STATED TASK: Pick out every line of the records that contains the word "outline" and copy each one.
▼
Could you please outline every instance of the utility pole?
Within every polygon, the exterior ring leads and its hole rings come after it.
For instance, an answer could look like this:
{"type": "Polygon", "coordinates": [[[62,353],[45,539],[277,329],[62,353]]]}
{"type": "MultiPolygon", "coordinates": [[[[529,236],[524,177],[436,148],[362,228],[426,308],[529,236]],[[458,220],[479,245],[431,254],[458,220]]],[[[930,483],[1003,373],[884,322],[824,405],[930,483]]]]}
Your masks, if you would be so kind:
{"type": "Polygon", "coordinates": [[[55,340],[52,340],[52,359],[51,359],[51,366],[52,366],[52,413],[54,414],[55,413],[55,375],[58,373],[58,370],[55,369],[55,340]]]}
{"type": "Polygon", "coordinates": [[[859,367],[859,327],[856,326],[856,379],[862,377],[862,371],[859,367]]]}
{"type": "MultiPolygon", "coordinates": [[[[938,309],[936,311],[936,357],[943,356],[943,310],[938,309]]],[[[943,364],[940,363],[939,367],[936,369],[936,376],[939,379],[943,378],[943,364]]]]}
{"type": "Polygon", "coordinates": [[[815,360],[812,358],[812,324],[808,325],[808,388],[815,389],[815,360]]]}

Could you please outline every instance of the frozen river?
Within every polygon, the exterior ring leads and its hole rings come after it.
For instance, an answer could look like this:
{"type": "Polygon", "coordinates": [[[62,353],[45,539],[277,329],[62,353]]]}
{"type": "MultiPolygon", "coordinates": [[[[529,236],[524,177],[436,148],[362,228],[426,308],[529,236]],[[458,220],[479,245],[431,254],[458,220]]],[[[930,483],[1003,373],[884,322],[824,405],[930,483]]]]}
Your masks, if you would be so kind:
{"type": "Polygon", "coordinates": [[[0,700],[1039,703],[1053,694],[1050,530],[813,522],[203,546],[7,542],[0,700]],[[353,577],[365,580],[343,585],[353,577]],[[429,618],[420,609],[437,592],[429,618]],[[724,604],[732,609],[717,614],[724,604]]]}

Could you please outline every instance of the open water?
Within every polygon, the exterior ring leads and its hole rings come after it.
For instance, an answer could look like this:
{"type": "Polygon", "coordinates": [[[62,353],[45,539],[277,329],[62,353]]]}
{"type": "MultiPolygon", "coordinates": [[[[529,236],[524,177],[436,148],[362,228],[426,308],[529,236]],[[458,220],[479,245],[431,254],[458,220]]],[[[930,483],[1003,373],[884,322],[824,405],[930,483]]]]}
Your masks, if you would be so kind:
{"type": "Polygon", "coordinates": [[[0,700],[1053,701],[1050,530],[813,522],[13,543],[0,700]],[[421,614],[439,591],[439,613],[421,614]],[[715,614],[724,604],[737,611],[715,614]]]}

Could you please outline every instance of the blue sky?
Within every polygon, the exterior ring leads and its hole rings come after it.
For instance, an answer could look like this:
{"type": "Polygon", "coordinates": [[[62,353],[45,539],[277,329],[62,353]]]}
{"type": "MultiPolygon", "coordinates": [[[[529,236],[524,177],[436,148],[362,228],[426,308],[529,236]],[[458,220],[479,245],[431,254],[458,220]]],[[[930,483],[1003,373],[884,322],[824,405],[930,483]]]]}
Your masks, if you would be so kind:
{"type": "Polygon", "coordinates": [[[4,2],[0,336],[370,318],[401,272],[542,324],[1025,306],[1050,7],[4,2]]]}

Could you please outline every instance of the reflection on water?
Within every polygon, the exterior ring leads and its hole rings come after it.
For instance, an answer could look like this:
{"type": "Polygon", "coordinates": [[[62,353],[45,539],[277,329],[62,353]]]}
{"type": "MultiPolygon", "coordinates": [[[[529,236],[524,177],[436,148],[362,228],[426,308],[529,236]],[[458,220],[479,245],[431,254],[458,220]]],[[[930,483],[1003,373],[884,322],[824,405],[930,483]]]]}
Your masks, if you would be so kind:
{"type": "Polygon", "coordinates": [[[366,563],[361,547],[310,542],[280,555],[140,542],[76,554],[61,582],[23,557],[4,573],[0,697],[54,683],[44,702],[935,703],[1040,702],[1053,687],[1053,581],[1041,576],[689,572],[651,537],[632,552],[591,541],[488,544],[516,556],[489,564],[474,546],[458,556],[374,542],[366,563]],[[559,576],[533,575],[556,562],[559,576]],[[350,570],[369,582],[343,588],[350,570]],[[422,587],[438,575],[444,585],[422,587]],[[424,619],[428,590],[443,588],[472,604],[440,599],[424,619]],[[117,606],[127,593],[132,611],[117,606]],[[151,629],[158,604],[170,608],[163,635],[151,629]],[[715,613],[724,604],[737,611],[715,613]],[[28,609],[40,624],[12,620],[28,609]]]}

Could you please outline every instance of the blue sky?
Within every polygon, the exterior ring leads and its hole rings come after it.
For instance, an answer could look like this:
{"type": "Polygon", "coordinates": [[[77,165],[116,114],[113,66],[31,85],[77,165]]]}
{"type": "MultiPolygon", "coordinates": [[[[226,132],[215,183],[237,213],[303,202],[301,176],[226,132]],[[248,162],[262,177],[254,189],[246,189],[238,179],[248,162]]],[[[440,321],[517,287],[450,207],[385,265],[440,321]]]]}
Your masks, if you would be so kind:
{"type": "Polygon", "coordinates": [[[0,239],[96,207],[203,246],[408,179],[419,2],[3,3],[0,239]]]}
▲
FINISHED ANSWER:
Could you please outline every instance of the utility pole?
Could you please outline every instance of the frozen river?
Could you please outline every instance of the open water?
Could you please outline every instance of the blue sky?
Could you please outline every instance of the reflection on water?
Could you please outline every instance of the blue sky?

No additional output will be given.